(Records from a dataset)
:::

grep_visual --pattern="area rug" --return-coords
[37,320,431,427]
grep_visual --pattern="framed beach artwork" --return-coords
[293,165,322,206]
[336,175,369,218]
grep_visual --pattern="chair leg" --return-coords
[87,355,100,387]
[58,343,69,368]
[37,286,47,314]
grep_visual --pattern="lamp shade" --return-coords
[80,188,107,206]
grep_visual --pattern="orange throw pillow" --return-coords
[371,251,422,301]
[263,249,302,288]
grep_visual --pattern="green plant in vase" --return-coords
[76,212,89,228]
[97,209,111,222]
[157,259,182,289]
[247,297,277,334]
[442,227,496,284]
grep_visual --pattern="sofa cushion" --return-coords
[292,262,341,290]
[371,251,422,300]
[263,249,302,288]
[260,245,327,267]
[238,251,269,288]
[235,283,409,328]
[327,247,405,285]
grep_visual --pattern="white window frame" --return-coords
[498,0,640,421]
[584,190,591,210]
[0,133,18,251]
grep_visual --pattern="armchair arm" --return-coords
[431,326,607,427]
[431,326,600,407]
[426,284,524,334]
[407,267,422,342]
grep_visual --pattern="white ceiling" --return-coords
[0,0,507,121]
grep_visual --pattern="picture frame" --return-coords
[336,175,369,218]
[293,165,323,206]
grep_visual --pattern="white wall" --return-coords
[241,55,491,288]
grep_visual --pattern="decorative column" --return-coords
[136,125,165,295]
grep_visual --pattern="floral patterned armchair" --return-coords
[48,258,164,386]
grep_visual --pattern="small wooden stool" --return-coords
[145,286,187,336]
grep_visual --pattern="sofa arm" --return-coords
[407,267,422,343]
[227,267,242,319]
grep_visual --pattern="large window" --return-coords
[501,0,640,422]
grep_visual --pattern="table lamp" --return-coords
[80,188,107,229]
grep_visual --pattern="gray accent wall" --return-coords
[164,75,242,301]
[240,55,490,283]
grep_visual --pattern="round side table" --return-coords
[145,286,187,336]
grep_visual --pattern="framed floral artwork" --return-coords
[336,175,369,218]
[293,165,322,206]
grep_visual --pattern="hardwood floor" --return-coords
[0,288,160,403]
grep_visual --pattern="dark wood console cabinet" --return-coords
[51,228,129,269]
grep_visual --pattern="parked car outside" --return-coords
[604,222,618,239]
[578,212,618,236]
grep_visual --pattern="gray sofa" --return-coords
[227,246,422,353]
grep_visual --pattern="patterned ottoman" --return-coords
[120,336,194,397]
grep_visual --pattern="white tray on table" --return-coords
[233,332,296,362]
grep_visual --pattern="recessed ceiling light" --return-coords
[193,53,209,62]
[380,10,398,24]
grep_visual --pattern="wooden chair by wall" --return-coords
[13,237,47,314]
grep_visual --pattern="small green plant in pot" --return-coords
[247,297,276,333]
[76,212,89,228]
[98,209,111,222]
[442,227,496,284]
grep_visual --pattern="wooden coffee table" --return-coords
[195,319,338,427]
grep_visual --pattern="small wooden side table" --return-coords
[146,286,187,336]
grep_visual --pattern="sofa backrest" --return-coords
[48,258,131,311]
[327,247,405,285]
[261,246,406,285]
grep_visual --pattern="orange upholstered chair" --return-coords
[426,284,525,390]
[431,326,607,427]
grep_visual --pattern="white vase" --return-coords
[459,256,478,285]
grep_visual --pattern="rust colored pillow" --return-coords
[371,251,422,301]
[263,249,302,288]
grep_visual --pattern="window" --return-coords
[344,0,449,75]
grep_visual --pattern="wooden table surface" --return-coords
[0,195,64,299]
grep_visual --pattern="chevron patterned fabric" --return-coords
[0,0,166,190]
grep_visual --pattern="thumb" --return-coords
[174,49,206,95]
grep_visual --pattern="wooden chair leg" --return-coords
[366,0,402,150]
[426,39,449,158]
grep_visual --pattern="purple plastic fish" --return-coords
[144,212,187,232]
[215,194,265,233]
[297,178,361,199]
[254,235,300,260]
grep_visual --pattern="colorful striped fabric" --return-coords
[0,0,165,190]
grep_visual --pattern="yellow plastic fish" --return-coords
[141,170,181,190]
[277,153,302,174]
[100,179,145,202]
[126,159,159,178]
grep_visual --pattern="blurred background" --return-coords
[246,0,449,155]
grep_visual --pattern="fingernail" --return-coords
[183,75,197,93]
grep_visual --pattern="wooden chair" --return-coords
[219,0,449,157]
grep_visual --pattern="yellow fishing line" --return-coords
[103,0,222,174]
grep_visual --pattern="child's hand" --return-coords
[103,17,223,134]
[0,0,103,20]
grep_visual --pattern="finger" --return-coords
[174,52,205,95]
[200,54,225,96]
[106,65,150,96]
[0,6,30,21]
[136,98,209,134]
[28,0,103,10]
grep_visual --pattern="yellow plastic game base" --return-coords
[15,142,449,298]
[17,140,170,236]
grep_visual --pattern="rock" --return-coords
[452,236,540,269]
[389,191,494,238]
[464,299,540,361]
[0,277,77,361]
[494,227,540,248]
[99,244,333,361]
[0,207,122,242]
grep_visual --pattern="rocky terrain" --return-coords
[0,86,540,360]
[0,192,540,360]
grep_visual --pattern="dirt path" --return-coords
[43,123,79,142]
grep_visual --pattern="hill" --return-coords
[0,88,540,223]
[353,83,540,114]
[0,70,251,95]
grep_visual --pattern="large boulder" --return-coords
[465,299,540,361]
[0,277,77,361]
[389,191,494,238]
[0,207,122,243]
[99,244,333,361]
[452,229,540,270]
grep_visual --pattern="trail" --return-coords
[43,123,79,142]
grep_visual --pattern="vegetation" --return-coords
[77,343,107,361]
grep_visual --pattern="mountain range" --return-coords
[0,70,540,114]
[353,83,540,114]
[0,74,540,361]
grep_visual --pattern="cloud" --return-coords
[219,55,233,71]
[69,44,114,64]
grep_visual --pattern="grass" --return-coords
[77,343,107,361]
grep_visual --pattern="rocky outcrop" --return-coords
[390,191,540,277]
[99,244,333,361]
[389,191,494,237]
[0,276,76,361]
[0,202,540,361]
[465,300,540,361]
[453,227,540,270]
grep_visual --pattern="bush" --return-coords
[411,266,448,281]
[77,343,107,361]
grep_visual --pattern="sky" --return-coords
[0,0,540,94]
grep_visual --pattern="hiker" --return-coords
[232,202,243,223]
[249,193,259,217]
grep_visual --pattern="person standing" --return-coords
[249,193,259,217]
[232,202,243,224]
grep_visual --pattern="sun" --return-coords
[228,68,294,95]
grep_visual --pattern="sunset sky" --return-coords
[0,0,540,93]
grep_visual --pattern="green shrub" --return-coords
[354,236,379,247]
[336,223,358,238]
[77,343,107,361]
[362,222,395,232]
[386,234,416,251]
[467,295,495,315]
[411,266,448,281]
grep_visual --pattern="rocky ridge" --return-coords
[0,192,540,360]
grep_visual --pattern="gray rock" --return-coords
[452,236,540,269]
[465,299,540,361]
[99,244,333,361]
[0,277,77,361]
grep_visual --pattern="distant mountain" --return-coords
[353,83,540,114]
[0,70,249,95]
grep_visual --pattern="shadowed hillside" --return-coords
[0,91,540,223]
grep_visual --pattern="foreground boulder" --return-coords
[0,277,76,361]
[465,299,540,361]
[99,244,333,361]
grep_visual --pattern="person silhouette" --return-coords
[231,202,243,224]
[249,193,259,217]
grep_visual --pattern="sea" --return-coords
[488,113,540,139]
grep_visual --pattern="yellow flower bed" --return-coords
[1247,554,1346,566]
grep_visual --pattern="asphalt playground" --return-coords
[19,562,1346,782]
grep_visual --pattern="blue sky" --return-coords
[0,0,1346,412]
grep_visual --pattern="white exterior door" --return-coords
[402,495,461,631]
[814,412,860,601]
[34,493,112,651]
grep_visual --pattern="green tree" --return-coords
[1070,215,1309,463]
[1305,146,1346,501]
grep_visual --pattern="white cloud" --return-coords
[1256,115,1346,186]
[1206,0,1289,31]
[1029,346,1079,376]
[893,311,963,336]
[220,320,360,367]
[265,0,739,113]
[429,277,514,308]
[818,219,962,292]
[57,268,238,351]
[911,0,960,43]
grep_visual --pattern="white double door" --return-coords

:::

> [Required work]: Rescale the data from its first line through the line containing "[48,258,164,386]": write out every one of those lines, changing only the bounding-box coordinates, each multiplied by 0.35 and rounded to a whole number with halves rounded up.

> [The reply]:
grep_visual --pattern="area rug" --return-coords
[13,112,151,149]
grep_visual --pattern="framed beach artwork" --return-coords
[103,58,113,72]
[118,61,129,76]
grep_visual --pattern="chair leg" --return-coords
[30,124,35,135]
[20,120,24,129]
[13,100,16,110]
grep_visual --pattern="lamp shade" --return-coords
[28,66,37,72]
grep_visual --pattern="orange throw pillow" --return-coords
[130,88,148,105]
[92,87,106,101]
grep_visual --pattern="green plant in vase" --return-coords
[27,74,31,80]
[34,73,39,78]
[55,91,64,101]
[86,104,97,117]
[155,79,174,99]
grep_visual --pattern="sofa cushion" --return-coords
[102,92,119,102]
[130,88,148,105]
[92,87,106,101]
[91,86,114,93]
[83,88,94,101]
[82,99,143,115]
[114,86,142,100]
grep_visual --pattern="white window frame" --return-coords
[174,0,224,147]
[204,67,207,74]
[0,47,6,88]
grep_visual --pattern="armchair arm" --return-coords
[151,114,212,149]
[151,114,210,142]
[149,99,183,117]
[142,93,148,120]
grep_visual --pattern="white ceiling" --return-coords
[0,0,177,42]
grep_visual --pattern="picture frame" --return-coords
[118,61,129,76]
[103,58,113,72]
grep_visual --pattern="white wall" --return-coords
[84,19,172,101]
grep_visual --pattern="decorative column" --return-coords
[48,44,58,103]
grep_visual --pattern="floral patterned armchair" --return-coords
[17,90,57,135]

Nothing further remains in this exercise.